## EXERCISE TASK
How many lines contain the word "dark"? Reply with only the number.

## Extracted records

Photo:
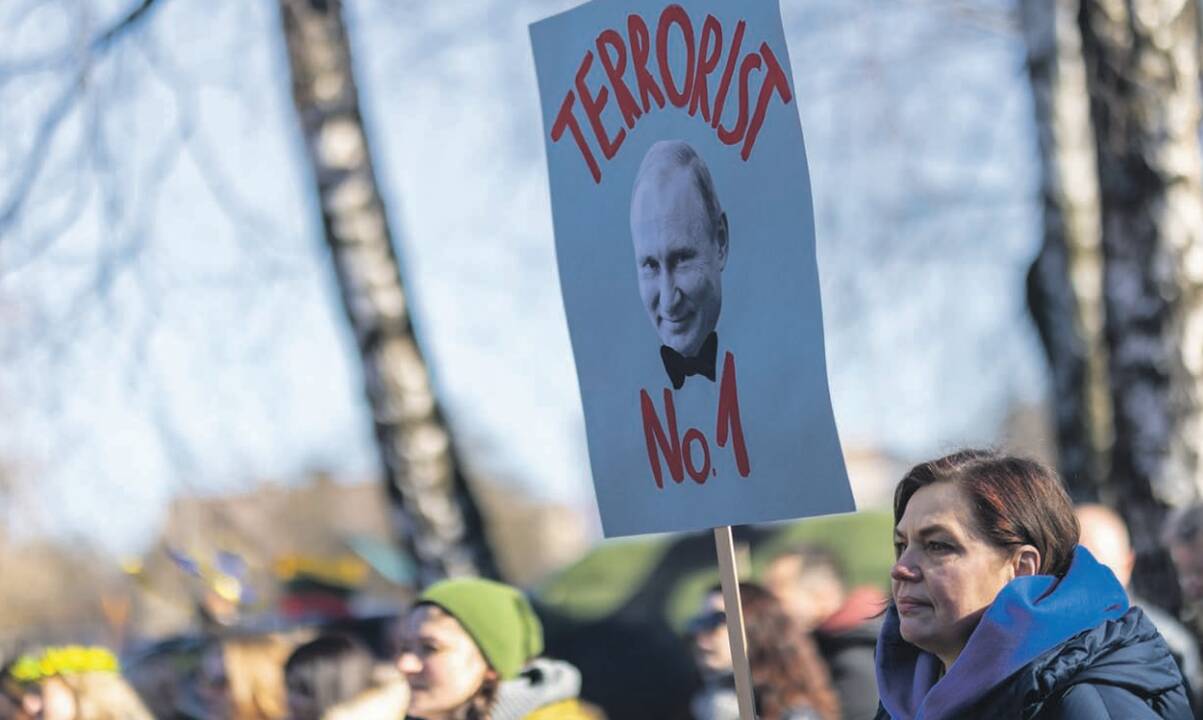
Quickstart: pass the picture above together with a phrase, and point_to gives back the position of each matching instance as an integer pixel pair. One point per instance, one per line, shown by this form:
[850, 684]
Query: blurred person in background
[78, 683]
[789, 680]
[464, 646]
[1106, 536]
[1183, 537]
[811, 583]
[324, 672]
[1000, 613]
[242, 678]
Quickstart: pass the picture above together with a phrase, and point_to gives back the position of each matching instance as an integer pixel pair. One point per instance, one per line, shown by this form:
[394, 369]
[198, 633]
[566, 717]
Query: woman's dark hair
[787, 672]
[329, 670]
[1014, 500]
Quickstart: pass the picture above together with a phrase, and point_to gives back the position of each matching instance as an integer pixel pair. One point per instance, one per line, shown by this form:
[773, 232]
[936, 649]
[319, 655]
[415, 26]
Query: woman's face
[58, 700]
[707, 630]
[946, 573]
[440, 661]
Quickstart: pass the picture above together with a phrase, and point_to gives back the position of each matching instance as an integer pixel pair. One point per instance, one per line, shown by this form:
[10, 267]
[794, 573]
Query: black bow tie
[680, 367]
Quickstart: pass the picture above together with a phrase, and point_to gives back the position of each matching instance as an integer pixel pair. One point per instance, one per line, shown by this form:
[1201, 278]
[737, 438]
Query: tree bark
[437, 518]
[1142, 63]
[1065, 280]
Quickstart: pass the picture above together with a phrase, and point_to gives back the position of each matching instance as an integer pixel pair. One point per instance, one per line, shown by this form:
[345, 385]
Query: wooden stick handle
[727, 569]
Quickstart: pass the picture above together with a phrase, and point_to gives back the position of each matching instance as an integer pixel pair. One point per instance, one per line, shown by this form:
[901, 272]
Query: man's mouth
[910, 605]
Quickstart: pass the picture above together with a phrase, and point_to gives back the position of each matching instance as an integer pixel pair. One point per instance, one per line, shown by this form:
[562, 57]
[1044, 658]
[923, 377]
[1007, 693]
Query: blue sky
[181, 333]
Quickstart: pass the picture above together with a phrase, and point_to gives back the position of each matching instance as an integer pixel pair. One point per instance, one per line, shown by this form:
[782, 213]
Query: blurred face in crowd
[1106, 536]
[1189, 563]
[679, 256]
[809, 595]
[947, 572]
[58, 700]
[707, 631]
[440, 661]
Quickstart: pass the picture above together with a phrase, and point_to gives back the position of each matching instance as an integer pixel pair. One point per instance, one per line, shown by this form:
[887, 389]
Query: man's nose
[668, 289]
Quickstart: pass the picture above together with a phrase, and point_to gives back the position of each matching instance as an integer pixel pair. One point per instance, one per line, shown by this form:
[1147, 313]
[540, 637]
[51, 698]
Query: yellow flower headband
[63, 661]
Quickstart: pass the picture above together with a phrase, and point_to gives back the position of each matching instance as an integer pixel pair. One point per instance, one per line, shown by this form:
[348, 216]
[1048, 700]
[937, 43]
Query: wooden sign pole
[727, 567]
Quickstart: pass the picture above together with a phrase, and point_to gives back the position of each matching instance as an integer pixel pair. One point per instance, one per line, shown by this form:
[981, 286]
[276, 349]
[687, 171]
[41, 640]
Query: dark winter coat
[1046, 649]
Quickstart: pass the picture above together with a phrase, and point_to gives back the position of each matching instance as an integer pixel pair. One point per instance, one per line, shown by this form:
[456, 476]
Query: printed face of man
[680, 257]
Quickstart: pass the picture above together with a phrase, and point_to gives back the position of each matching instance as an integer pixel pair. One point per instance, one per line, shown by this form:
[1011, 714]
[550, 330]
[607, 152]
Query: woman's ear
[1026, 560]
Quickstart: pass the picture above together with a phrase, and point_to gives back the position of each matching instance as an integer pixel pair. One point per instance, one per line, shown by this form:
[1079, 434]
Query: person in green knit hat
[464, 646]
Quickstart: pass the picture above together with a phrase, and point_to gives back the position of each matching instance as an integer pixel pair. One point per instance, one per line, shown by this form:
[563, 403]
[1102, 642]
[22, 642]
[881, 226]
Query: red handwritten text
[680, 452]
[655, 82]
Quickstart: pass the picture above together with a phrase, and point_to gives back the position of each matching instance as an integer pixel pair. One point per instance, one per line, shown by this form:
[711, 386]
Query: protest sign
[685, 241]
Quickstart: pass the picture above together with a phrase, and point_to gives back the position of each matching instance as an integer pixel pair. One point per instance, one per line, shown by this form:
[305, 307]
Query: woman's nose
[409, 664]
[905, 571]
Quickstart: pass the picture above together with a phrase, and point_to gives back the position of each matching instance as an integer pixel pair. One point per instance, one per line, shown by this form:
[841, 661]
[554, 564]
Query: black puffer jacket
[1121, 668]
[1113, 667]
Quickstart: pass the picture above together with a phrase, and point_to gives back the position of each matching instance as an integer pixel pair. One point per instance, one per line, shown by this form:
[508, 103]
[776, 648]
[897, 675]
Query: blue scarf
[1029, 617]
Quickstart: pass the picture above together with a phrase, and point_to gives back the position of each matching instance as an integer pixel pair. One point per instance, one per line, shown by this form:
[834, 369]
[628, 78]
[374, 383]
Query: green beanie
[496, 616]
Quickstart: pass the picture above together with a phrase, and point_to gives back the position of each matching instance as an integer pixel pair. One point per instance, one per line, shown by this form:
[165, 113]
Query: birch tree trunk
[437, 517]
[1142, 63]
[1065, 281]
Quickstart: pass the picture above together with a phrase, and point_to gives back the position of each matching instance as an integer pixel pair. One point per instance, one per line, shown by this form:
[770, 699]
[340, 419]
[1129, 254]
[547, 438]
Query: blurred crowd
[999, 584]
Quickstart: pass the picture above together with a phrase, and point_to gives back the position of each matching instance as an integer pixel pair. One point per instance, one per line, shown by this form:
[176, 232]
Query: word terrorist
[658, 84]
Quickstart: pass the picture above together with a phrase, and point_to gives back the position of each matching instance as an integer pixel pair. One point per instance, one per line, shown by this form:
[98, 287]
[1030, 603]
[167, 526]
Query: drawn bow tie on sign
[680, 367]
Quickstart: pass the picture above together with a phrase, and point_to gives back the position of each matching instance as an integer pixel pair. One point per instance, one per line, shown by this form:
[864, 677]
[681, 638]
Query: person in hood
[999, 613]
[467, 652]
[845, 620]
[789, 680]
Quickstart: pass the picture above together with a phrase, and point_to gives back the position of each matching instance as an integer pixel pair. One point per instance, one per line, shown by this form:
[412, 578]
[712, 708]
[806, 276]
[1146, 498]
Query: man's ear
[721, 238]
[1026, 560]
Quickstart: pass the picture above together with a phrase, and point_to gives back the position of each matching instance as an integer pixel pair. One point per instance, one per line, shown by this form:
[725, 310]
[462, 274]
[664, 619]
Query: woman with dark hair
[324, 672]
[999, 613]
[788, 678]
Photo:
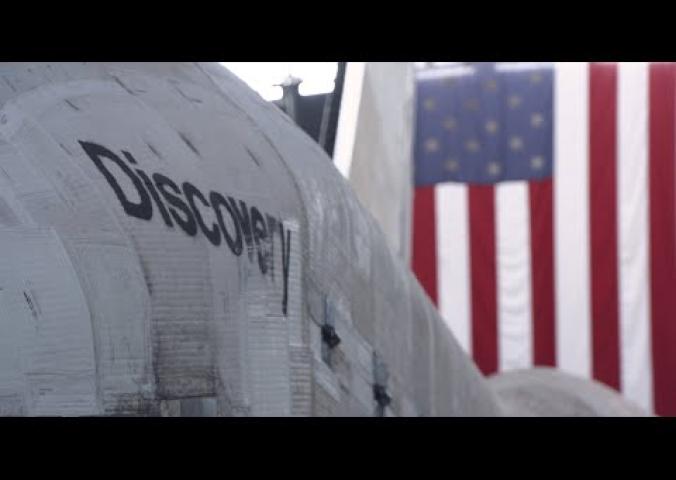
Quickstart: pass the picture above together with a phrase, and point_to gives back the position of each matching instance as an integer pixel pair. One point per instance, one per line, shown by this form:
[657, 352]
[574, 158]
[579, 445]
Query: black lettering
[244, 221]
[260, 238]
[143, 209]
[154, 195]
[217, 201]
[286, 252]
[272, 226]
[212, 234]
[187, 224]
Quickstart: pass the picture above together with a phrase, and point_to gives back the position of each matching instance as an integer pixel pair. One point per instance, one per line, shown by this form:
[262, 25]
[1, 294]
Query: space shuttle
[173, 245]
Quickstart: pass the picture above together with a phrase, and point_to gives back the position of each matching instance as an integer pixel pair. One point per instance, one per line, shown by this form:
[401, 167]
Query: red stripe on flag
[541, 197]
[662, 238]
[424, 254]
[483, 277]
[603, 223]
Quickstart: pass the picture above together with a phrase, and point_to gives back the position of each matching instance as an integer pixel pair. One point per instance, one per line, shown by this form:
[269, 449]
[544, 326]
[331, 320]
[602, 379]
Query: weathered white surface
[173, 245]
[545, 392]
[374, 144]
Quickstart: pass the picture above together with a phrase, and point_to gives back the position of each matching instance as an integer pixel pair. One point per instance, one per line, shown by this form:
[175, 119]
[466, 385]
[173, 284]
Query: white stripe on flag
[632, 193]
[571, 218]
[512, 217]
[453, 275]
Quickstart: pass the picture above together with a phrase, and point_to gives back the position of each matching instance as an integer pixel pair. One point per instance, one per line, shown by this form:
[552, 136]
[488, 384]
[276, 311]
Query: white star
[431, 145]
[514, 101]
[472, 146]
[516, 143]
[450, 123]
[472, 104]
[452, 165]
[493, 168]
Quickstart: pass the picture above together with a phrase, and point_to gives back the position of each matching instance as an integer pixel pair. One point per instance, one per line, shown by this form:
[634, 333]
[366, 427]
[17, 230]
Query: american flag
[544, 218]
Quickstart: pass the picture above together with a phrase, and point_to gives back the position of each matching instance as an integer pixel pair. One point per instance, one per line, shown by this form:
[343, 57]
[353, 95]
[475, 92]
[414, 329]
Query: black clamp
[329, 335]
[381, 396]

## EXERCISE OUTPUT
3